*** Opening Selected passage ***

Payerne Air Base is a military airfield of the Swiss Air Force north of Payerne in Switzerland, located approximately halfway between Lausanne and Bern.

==History==
In 2004 the International Air Show Air04 was held at Payerne.

On 8 July 2010, Payerne Air Base was the location from which the long-range experimental solar-powered aircraft Solar Impulse 1 achieved the world's first crewed 26-hour solar-powered flight. Payerne also became the home base for the successor Solar Impulse 2 (HB-SIB) aircraft, with the aircraft's first flight made from Payerne on 2 June 2014.

From 30 August 2014 to 7 September 2014 the International Airshow Air14 took place at Payerne AFB.

==Today==
Payerne AB is the home of the F/A-18 Hornet squadrons Fliegerstaffel 17 Falcons and Fliegerstaffel 18 Panthers, the militia F-5E Tiger II squadron Fliegerstaffel 6 Ducks and of the transport squadron Lufttransportstaffel 1. Every aircraft type of the Swiss Air Force can be seen operating from Payerne.

*** Closing Selected passage ***
*** Opening Study material ***

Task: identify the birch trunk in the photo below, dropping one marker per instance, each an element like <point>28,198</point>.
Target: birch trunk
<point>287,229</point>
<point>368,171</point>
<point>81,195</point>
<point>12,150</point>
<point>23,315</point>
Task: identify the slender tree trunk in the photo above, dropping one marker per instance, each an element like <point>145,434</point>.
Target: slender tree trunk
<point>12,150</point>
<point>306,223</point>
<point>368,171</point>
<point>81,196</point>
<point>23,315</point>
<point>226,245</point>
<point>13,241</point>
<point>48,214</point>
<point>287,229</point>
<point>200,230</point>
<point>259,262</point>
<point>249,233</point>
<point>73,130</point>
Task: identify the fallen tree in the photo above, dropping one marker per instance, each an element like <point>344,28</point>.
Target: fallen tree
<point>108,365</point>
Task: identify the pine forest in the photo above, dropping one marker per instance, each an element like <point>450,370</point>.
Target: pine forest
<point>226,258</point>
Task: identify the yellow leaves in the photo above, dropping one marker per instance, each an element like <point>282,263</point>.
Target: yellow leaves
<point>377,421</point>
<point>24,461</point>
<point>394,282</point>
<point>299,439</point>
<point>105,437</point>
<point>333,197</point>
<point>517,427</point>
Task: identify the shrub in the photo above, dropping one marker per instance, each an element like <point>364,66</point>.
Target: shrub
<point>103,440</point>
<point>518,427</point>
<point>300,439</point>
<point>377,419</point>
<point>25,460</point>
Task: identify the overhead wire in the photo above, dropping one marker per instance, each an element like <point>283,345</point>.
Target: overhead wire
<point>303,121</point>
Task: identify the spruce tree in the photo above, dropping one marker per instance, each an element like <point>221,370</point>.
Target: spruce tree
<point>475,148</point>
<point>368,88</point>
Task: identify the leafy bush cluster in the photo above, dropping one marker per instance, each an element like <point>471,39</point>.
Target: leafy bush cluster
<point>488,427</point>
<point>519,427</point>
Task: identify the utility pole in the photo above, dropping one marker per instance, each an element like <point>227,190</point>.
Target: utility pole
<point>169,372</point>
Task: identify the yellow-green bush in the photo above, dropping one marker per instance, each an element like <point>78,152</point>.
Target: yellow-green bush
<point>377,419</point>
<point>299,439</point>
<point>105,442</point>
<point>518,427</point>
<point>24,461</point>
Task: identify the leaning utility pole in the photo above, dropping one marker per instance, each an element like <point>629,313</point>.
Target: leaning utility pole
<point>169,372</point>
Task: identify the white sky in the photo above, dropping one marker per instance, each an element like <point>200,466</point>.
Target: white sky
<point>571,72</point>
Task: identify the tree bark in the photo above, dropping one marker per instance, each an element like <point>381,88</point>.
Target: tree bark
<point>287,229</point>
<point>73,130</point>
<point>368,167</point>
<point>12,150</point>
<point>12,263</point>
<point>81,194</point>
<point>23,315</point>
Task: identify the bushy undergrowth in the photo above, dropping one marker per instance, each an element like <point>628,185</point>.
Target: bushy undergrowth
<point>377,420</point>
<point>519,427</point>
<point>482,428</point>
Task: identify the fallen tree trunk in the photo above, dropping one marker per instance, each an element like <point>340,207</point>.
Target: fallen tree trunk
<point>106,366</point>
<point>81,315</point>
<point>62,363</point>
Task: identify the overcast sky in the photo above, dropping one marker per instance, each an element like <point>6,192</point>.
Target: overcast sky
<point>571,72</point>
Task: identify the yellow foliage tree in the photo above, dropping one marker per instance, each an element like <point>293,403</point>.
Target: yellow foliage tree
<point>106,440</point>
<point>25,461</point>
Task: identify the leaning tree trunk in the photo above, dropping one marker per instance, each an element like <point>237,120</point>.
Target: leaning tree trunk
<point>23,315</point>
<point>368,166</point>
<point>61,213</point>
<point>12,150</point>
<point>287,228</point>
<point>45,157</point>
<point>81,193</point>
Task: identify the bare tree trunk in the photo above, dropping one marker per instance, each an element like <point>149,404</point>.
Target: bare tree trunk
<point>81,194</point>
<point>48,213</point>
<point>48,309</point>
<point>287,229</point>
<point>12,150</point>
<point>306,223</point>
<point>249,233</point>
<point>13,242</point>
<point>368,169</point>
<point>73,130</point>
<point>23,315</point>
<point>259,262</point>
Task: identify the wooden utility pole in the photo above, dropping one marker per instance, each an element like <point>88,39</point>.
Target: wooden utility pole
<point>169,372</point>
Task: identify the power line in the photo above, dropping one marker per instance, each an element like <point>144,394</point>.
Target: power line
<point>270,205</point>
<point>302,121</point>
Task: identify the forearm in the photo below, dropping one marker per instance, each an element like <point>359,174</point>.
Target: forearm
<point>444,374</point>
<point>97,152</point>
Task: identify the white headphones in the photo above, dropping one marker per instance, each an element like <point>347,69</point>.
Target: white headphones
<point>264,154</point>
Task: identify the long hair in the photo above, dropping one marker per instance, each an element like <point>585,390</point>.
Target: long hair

*** Closing Study material ***

What to do
• 1. Summarize the passage on Payerne Air Base in two sentences.
• 2. According to the passage on Payerne Air Base, on what date did Solar Impulse 2 make its first flight from Payerne?
• 3. Return the portion of the passage on Payerne Air Base starting at "From 30 August" and ending at "operating from Payerne.".

Responses to the tasks
• 1. Payerne Air Base is a Swiss Air Force military airfield north of Payerne, roughly halfway between Lausanne and Bern, and it hosted the Air04 and Air14 air shows and served as the base for the Solar Impulse solar-powered aircraft. Today it is home to the F/A-18 Hornet squadrons Fliegerstaffel 17 and 18, the F-5E Tiger II squadron Fliegerstaffel 6, and the transport squadron Lufttransportstaffel 1, and every Swiss Air Force aircraft type can be seen operating there.

• 2. 2 June 2014.

• 3.
From 30 August 2014 to 7 September 2014 the International Airshow Air14 took place at Payerne AFB.

==Today==
Payerne AB is the home of the F/A-18 Hornet squadrons Fliegerstaffel 17 Falcons and Fliegerstaffel 18 Panthers, the militia F-5E Tiger II squadron Fliegerstaffel 6 Ducks and of the transport squadron Lufttransportstaffel 1. Every aircraft type of the Swiss Air Force can be seen operating from Payerne.